* **Énoncé A**
Mettez à jour le texte sur Corneille et Racine entre « Brigitte Jaques-Wajeman nous » et « tant de femmes. », bornes comprises, en remplaçant « jeune homme » par « adolescent ».
* **Énoncé B**
Répondez à ces questions sur le texte consacré à Corneille et Racine :
(i) Qui nous a fait découvrir chez Corneille des portraits de femmes combattantes ?
(ii) De qui Hippolyte est-il amoureux ?
(iii) Quel tabou Phèdre est-elle prête à briser ?
* **Énoncé C**
Reprenez le texte sur Phèdre et Hippolyte là où il s'arrête.

* **Texte cité**
Brigitte Jaques-Wajeman nous a fait découvrir chez Corneille des portraits de femmes combattantes qui forçaient l’admiration. Elles se battaient pour défendre leur amour, ou s’en déprendre, alors que la société les condamnait à n’être que des objets d’échange dans des transactions où leurs désirs étaient ignorés. Chez Racine au contraire, surtout dans Phèdre le désir emporte tout. L’amour chez Phèdre détruit toute la construction sociale qui la structure. Elle est prête à tout, à l’adultère, à oublier les règles que lui impose sa condition de reine, à briser même le tabou de l’inceste. À côté de cette femme, celui pour lequel elle brûle, Hippolyte, n’est qu’un jeune homme sans expérience, amoureux d’Aricie, que son père lui a interdite, et qui ne veut pas faillir comme ce père qui a trompé tant de femmes.

* **Données sources**
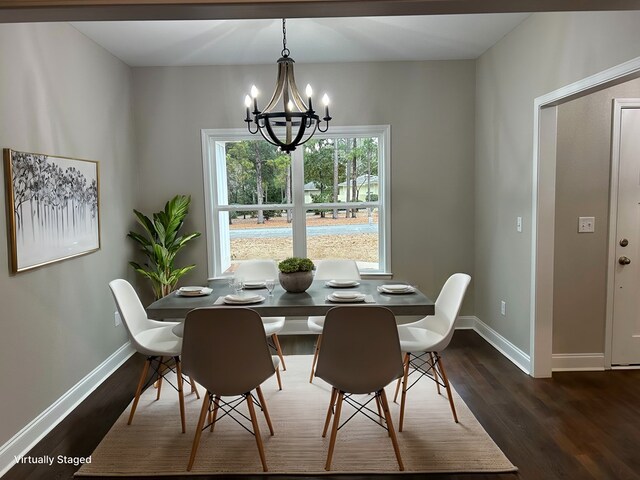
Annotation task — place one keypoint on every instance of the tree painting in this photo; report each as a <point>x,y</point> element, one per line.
<point>55,208</point>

* **Réponse A**
Brigitte Jaques-Wajeman nous a fait découvrir chez Corneille des portraits de femmes combattantes qui forçaient l’admiration. Elles se battaient pour défendre leur amour, ou s’en déprendre, alors que la société les condamnait à n’être que des objets d’échange dans des transactions où leurs désirs étaient ignorés. Chez Racine au contraire, surtout dans Phèdre le désir emporte tout. L’amour chez Phèdre détruit toute la construction sociale qui la structure. Elle est prête à tout, à l’adultère, à oublier les règles que lui impose sa condition de reine, à briser même le tabou de l’inceste. À côté de cette femme, celui pour lequel elle brûle, Hippolyte, n’est qu’un adolescent sans expérience, amoureux d’Aricie, que son père lui a interdite, et qui ne veut pas faillir comme ce père qui a trompé tant de femmes.

* **Réponse B**
(i) Brigitte Jaques-Wajeman.
(ii) D'Aricie.
(iii) Celui de l'inceste.

* **Réponse C**
La mise en scène de Brigitte Jaques-Wajeman est toute entière au service de cette tragédie du désir. Dans un décor où seule la lumière sculpte les panneaux évoquant les murs du palais passant de l’ocre au bleu, toute la place est donnée aux corps des acteurs. La fluidité des robes de soie brillantes, bleu nuit ou vert sombre pour Phèdre et Oenone sa nourrice, épousent les corps des actrices, sublimant la sensualité des vers. Le corps de Phèdre est un incendie, ses mains s’égarent sur son ventre, ses cuisses, elle effleure Hippolyte, lui enlève son manteau, brûle d’envie de le caresser, se rapproche, s’écarte, se laisse glisser à ses pieds le long de son corps. Hippolyte fuit le contact, se fige et finit par réagir en la repoussant. « De l’amour j’ai toutes les fureurs », ces vers appris au lycée prennent brusquement une force que nous ne soupçonnions pas à l’époque, révélée par cette représentation à la sensualité libérée où le caractère phallique de l’épée d’Hippolyte que saisit Phèdre devient clair.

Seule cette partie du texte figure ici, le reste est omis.